== RECORDED INFORMATION ==
*** Block opens ***

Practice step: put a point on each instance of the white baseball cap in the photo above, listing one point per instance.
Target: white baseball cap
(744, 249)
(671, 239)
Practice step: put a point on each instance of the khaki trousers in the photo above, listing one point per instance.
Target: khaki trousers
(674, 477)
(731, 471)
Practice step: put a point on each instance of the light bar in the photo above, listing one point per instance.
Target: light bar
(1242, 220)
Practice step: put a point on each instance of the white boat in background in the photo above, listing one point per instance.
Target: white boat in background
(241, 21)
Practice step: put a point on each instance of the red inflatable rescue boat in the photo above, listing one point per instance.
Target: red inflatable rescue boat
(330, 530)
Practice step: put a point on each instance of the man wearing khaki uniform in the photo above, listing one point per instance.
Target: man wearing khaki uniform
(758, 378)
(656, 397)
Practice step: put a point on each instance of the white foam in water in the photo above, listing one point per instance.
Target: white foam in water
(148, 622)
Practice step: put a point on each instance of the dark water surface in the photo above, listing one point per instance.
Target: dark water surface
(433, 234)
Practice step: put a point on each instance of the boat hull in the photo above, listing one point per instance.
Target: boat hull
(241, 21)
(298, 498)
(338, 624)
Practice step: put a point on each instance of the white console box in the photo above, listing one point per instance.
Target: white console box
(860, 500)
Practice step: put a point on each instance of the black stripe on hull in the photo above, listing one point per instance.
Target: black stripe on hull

*** Block closes ***

Every record above is to be given again precisely.

Practice step: put a point on each instance of the white baseball cap in the photo above, listing one point per instance.
Target: white baseball cap
(744, 249)
(671, 239)
Practice step: put a point on each instance of the khaki trousers in the photo above, listing one point per instance.
Target: khaki trousers
(674, 477)
(731, 471)
Practice step: put a point on each instance of the light bar in the photo above, listing one point per instance.
Target: light bar
(1242, 220)
Practice step: put a point on each instance of the white boat in background in the photo above, listing one point per instance.
Target: white boat in background
(241, 21)
Practice step: put a point on each instance of the red inflatable rescue boat in the photo above, listing one point per instance.
Target: red inflatable rescue boat
(330, 530)
Practice step: put a point on each instance of the man wearing khaki uniform in the photo above, listing one point per instance.
Target: man wearing khaki uniform
(758, 378)
(656, 397)
Practice step: put a point on each instance of the white foam in water in the photo above, listing one point per instance.
Target: white foam in water
(148, 622)
Practice step: put a point on each instance of the dark water surface in the photo above, listing one point per instance.
Target: dark water surface
(433, 234)
Practice step: put a point on each instance of the boat hull in the photo above, listing one point per instance.
Target: boat hull
(241, 21)
(298, 498)
(338, 624)
Practice step: put a point on each instance of the white console box in the photo above, listing one point per instance.
Target: white console box
(860, 500)
Practice step: put a point on each instance of the black stripe on hull in the photo above, listing one point per instance.
Target: black stripe on hull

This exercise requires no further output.